◆ The data
______

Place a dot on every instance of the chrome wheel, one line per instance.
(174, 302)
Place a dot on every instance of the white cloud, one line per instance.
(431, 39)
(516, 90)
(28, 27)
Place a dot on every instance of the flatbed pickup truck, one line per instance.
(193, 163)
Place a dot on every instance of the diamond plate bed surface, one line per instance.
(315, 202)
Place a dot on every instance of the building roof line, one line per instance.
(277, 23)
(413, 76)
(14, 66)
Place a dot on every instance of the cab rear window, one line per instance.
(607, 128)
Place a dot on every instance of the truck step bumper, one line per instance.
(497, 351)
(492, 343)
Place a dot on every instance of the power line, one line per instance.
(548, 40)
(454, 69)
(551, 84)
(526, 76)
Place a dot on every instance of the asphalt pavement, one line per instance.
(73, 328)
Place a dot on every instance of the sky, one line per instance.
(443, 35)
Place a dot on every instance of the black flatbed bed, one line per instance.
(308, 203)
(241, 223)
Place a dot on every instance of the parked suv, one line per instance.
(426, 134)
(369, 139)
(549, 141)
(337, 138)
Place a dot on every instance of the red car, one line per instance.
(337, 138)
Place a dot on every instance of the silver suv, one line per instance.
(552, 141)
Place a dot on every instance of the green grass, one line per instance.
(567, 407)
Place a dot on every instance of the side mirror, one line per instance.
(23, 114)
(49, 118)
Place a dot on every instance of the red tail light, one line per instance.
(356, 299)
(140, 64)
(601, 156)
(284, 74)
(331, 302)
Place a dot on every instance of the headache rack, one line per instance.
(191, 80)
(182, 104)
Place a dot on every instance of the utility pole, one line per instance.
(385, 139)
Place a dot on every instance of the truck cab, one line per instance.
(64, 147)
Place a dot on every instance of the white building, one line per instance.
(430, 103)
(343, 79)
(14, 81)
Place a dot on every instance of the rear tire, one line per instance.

______

◆ Written request
Print the whole listing again, exactly.

◆ Correct answer
Place a dot on every instance of the chrome wheel, one line per instance.
(174, 302)
Place a dot on every instance of the white cloud, one line per instance.
(431, 39)
(516, 90)
(28, 27)
Place a dot on every instance of the flatbed pickup truck, one line per instance.
(193, 163)
Place a dot on every instance of the diamond plate bed surface, one line per instance.
(315, 202)
Place a dot on every instance of the building roof line, one line per instance.
(277, 23)
(413, 76)
(14, 66)
Place a dot on every instance of the cab rear window, one line per instance.
(607, 128)
Place a dot on every instance of the truck step bumper, one line per instance.
(497, 351)
(492, 343)
Place a dot on every instance of the power line, one line per instance.
(548, 40)
(454, 69)
(551, 84)
(526, 76)
Place a dot on every instance of the asphalt pavement, one line per instance.
(73, 328)
Place a dot on every instance of the sky, one line per instance.
(443, 35)
Place a dot on every instance of the black flatbed bed, one line per instance.
(308, 203)
(241, 223)
Place a dot on every instance of the parked suv, one line per instance.
(426, 134)
(369, 139)
(549, 141)
(337, 138)
Place a dot on every instance of the red car, one line per instance.
(337, 138)
Place a dot on every instance of the silver suv, one line per instance.
(552, 141)
Place a dot on every instance of the green grass, one line per instance.
(567, 407)
Place a dot on every instance of the side mirror, one line per instance.
(23, 114)
(49, 118)
Place a dot on every instance of the red tail light, one line per instance.
(356, 299)
(140, 64)
(601, 156)
(284, 74)
(331, 302)
Place a dot on every instance of the headache rack, one line per instance.
(191, 80)
(182, 104)
Place a dot on every instance of the utility pole, one line per instance.
(385, 139)
Place a dot on every instance of the truck cab, one line per instance.
(64, 147)
Place a dot on every instance of the white building, one line per instance.
(430, 103)
(343, 79)
(14, 81)
Place a dot on every instance of the rear tire, one line per instance.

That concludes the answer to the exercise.